Stored data entries:
Start of Block

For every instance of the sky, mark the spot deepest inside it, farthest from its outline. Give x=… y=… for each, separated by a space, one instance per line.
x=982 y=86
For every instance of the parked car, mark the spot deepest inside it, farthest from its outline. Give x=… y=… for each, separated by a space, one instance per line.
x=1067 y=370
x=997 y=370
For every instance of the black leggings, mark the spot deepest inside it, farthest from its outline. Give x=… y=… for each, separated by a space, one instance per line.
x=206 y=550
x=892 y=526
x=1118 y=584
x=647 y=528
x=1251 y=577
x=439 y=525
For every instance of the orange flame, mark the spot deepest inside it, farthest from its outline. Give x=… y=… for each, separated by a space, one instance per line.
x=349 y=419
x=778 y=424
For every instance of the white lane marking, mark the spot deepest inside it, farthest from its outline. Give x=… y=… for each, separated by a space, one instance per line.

End of Block
Start of Block

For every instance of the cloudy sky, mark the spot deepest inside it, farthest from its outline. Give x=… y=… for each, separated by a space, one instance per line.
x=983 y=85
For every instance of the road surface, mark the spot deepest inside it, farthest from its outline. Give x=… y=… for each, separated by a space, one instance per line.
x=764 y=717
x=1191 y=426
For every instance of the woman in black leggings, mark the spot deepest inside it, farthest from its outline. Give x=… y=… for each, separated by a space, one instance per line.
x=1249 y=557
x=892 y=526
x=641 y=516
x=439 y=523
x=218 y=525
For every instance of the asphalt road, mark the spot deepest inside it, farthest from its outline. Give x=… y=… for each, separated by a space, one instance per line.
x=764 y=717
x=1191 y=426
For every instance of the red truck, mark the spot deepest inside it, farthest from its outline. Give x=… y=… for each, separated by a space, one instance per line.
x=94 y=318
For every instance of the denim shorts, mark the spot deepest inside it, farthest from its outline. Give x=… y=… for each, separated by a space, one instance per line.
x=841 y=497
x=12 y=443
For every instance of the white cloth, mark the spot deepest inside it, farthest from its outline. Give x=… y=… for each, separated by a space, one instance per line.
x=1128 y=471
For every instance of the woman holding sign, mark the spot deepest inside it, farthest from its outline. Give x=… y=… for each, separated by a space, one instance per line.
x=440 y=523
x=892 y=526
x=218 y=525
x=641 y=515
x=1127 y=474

End of Block

Exercise instructions: The required answer is the run of lines above, starting at the line with "For every instance of the sky, mark" and ending at the line with "For every instance of the white lane", reproduced exactly with both ends.

Answer section:
For every instance of the sky, mark the spot deepest inside it, farthest from its outline. Give x=… y=… for each, separated by a space, one instance per line.
x=982 y=86
For every instance of the parked car, mark the spot deepest inside it, farthest from its outline. Give x=… y=… for each, separated by a space, one instance per line.
x=1067 y=370
x=997 y=370
For every instance of the black leggings, mark the spot deepest inside it, farthest from its outline. Give x=… y=… for each, separated by a space, one instance per line.
x=206 y=550
x=892 y=526
x=1118 y=584
x=647 y=528
x=1251 y=577
x=439 y=525
For every instance of the orange flame, mark the spot deepest inside it, farthest from its outline. Give x=… y=… for each, separated by a space, one instance per line.
x=349 y=419
x=778 y=424
For every instance of the white lane marking, mark the spot deepest inside it, farthest from its outline. Give x=… y=… for each, separated by a space, one instance per line.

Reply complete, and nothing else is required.